Edit the lines below by replacing "pixel-level" with "pixel-precise" wherever it appears, and leave everything else unchanged. Do not include the pictures in your answer.

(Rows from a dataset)
^^^^^^^^^^^^^^^^
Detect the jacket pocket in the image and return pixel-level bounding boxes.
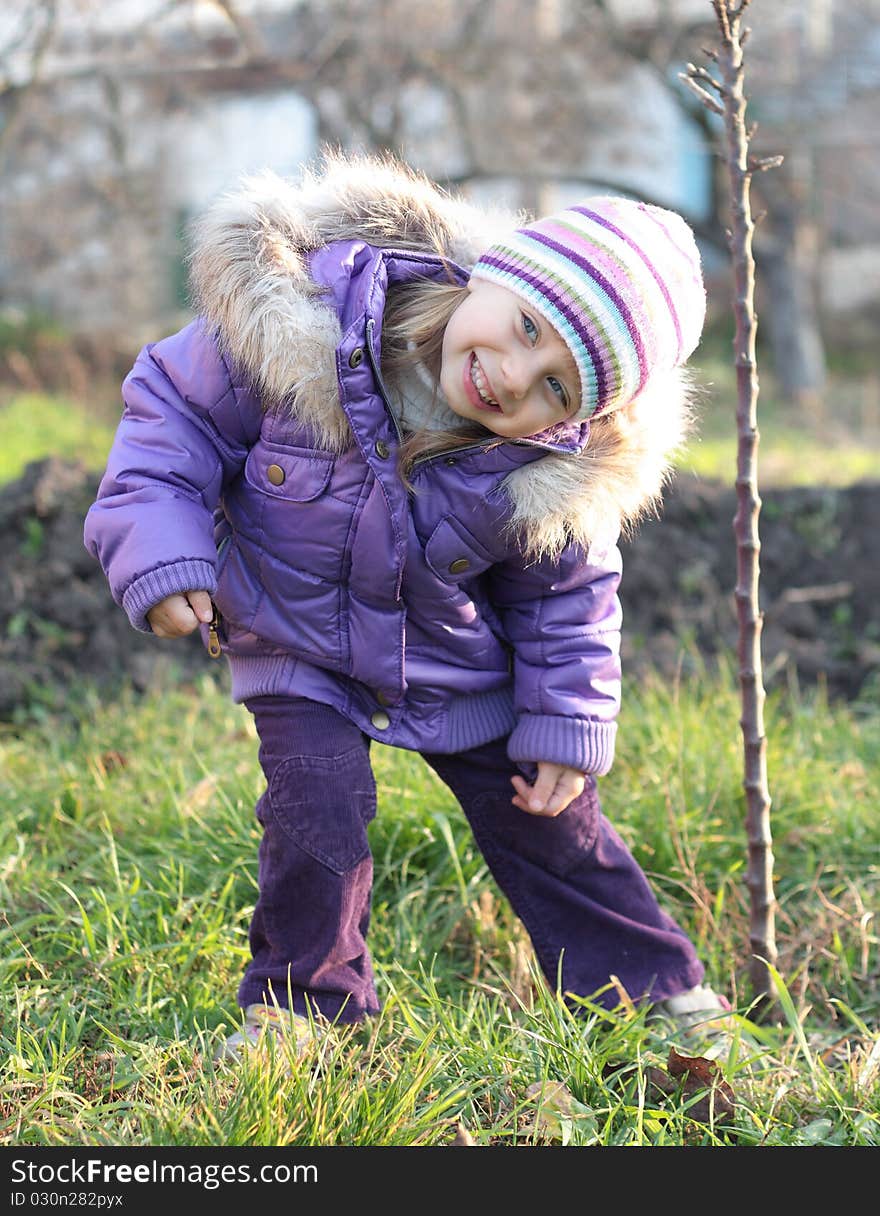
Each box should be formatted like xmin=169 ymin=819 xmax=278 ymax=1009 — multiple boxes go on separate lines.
xmin=244 ymin=439 xmax=335 ymax=502
xmin=424 ymin=516 xmax=495 ymax=584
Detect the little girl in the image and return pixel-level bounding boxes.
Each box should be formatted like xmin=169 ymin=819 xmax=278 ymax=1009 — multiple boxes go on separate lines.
xmin=85 ymin=147 xmax=727 ymax=1054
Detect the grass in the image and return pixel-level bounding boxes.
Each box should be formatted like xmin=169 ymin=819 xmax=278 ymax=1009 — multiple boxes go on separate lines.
xmin=0 ymin=333 xmax=880 ymax=486
xmin=0 ymin=670 xmax=880 ymax=1147
xmin=0 ymin=393 xmax=115 ymax=484
xmin=681 ymin=334 xmax=880 ymax=488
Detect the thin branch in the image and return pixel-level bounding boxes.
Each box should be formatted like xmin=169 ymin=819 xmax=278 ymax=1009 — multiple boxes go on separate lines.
xmin=678 ymin=72 xmax=724 ymax=118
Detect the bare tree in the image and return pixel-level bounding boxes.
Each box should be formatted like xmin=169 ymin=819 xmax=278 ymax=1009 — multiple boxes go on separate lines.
xmin=683 ymin=0 xmax=782 ymax=1004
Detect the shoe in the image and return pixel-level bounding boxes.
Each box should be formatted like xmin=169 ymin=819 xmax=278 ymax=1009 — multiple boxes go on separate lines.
^^^^^^^^^^^^^^^^
▸ **Answer for the task**
Detect the jacket pocket in the image and return pixel-precise bounding boxes.
Each box should be formatted like xmin=169 ymin=819 xmax=278 ymax=1009 — multiple boxes go on separate lines.
xmin=244 ymin=439 xmax=335 ymax=502
xmin=424 ymin=516 xmax=495 ymax=584
Detect the little girl in the image and return pixel-precise bounding boxes.
Each box should be formatted like xmin=169 ymin=819 xmax=278 ymax=1009 — multiple boxes go on separate lines.
xmin=85 ymin=147 xmax=727 ymax=1054
Detect the grass in the image and return pixel-precise bounding boxes.
Each box should be formatted like xmin=169 ymin=819 xmax=278 ymax=1009 — multiple boxes go on separate lines.
xmin=0 ymin=333 xmax=880 ymax=486
xmin=0 ymin=670 xmax=880 ymax=1147
xmin=0 ymin=393 xmax=115 ymax=484
xmin=681 ymin=334 xmax=880 ymax=488
Detect the thin branch in the image and return pixel-precise bounding boxes.
Each box should be formatted like xmin=169 ymin=819 xmax=278 ymax=1009 — multiple boxes go on separate lines.
xmin=678 ymin=72 xmax=724 ymax=118
Detect the bare tree in the image and return pixel-precise bounding boxes.
Each box should be formatted like xmin=169 ymin=819 xmax=278 ymax=1009 — multiple boxes go on separate lines.
xmin=683 ymin=0 xmax=782 ymax=1004
Detect the shoe in the image and return pixel-precise bounding boxes.
Each box should be formatted like xmin=169 ymin=819 xmax=278 ymax=1009 — multiple boxes go on separate lines.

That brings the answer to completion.